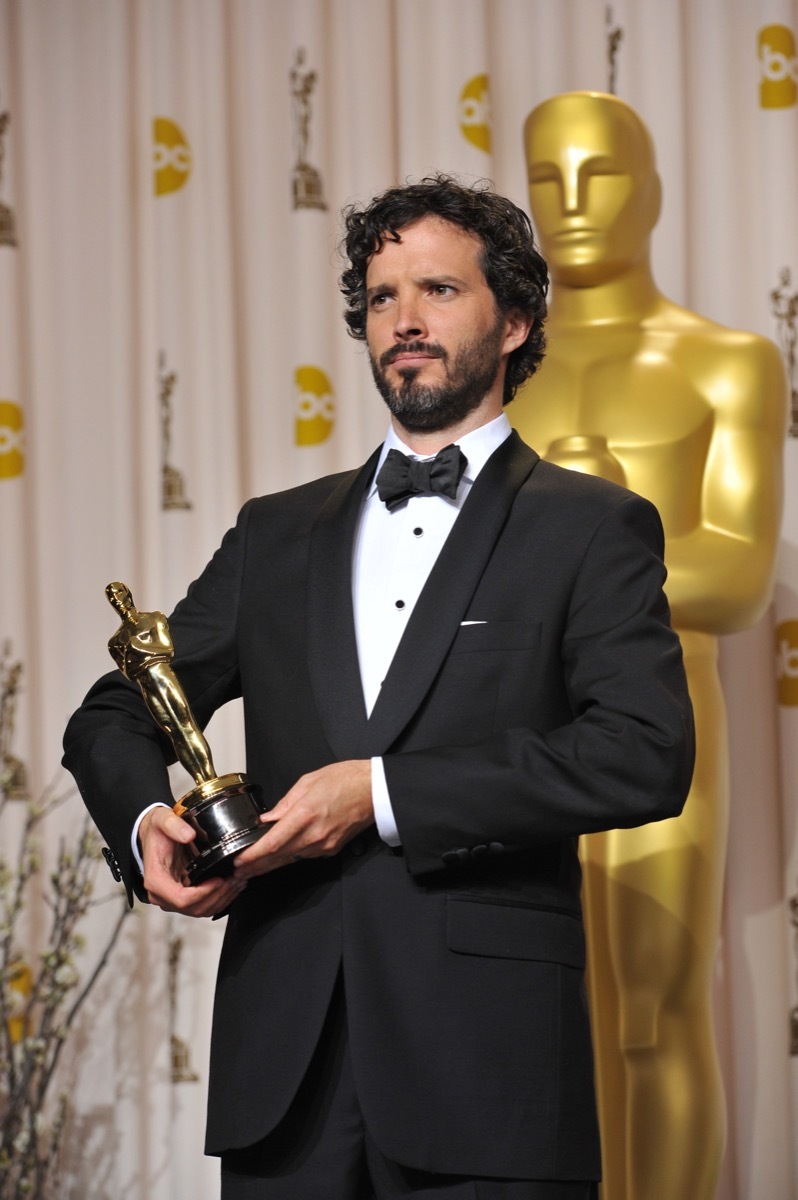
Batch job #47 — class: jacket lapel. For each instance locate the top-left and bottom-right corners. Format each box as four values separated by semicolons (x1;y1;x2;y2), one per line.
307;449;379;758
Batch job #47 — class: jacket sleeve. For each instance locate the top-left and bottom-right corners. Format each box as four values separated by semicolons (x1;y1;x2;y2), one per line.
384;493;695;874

+---+

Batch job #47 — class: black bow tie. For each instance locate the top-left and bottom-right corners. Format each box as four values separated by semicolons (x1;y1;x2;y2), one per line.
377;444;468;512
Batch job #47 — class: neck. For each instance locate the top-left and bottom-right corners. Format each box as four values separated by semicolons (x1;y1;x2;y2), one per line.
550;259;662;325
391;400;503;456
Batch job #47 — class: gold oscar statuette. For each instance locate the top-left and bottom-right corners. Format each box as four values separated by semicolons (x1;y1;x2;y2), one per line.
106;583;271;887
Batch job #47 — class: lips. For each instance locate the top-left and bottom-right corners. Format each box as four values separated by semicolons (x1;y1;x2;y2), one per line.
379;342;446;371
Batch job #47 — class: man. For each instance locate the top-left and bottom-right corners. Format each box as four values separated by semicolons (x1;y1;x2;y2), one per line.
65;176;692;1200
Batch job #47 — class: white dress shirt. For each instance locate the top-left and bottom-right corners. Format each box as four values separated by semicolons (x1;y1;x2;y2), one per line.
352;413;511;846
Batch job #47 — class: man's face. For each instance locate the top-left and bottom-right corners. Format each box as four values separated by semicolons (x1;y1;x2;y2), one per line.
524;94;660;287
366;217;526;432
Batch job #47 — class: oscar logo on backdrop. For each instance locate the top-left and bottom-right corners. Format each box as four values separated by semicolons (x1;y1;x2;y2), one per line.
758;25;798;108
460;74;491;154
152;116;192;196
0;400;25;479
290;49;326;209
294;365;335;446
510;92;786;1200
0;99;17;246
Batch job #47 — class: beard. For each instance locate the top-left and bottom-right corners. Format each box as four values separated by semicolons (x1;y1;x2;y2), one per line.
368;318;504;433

+---+

Written exercise -
Extract the stretch of data from the line that contains "Batch job #47 — class: jacket sleeve." through the line that contains "384;493;695;874", both included, and repeat those lines word for word.

Written answer -
Batch job #47 — class: jacket sleeve. For each instance locate the top-left and bottom-right corners. Format each box as four values separated by semicolons (x1;y1;x2;y2), one per line.
384;493;695;874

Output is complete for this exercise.